◆ **RECORDED DATA**:
╔══

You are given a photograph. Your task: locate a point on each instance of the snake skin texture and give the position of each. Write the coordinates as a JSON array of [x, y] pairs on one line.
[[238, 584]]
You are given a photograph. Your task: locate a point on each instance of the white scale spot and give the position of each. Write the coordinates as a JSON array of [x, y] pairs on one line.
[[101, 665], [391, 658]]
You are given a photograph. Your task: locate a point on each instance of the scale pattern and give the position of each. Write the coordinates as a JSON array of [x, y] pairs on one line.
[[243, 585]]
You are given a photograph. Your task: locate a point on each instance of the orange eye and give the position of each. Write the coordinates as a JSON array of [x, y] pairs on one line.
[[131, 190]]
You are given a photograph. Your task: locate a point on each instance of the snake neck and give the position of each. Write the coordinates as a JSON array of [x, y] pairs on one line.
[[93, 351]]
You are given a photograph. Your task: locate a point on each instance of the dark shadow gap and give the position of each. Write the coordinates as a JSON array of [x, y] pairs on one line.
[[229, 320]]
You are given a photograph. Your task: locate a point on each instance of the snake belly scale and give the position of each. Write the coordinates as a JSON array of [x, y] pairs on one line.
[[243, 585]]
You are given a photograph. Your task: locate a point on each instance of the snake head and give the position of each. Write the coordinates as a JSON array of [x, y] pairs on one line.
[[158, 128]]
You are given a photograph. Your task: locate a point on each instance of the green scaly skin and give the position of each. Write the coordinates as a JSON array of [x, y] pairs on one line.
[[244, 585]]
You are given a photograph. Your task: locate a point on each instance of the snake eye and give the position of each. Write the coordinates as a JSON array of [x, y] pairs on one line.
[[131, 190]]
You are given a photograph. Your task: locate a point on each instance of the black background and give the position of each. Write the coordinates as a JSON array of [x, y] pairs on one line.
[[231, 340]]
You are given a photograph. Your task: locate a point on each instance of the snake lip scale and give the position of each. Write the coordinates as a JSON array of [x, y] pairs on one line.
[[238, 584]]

╚══

◆ **DIRECTION**: Reproduce every entry above word for word, in the same order.

◆ **PROBLEM SOLUTION**:
You are given a photograph. Your task: locate a point on each instance of the snake skin texture and give the position of each. Write the coordinates as a JSON array of [x, y] pairs on one line.
[[238, 584]]
You are given a photograph. Your task: locate a point on each instance of the white scale spot and give the position of each. Write the coordinates as a JSON array of [x, y] pairs on one line.
[[101, 665], [391, 658]]
You are given a photograph. Your task: locate a point on each instance of the scale pattern and give the position of each. Write the coordinates as a JSON array of [x, y] pairs on one line.
[[243, 585]]
You are given a photograph. Your task: locate a point on each instance of the orange eye and give the position of each. Write the coordinates as a JSON array of [x, y] pairs on one line.
[[131, 190]]
You are given a photograph. Your task: locate a point on each instance of the snake neck and give the position of each. Write the coordinates as a JSON array of [x, y] pairs on one line.
[[93, 351]]
You are given a photograph. Your task: locate a point on each instance of the dark shadow gap and give the position of each. Write the coordinates as a JSON array of [x, y] pairs on one line.
[[229, 320]]
You are given a photograph. Your task: locate a point on each instance of the snake belly scale and give the position of each. Write the coordinates as a JSON array of [x, y] pairs on one line.
[[243, 585]]
You are given a photograph. Your task: locate a point on each instance of the snake head and give the position of each. Write the coordinates as a JSON array of [x, y] pairs on one line.
[[158, 128]]
You are given a photograph. Your task: locate a point on each instance of the green scaly skin and give the position of each. Write the coordinates as a JSON array of [x, y] pairs on one line.
[[244, 585]]
You are given a photograph. Your task: locate a point on each instance of the snake eye and give the position of each. Write the coordinates as a JSON array of [x, y] pairs on one line.
[[131, 190]]
You are given a photograph. Your task: locate a point on each instance of the black background and give the position of each. Write the coordinates as a JSON array of [x, y] pairs on one line.
[[231, 340]]
You are given a photograph. Your task: locate a point on each instance of the snake lip scale and give the position of each. Write the coordinates as a JSON array of [x, y] pairs on one line.
[[238, 584]]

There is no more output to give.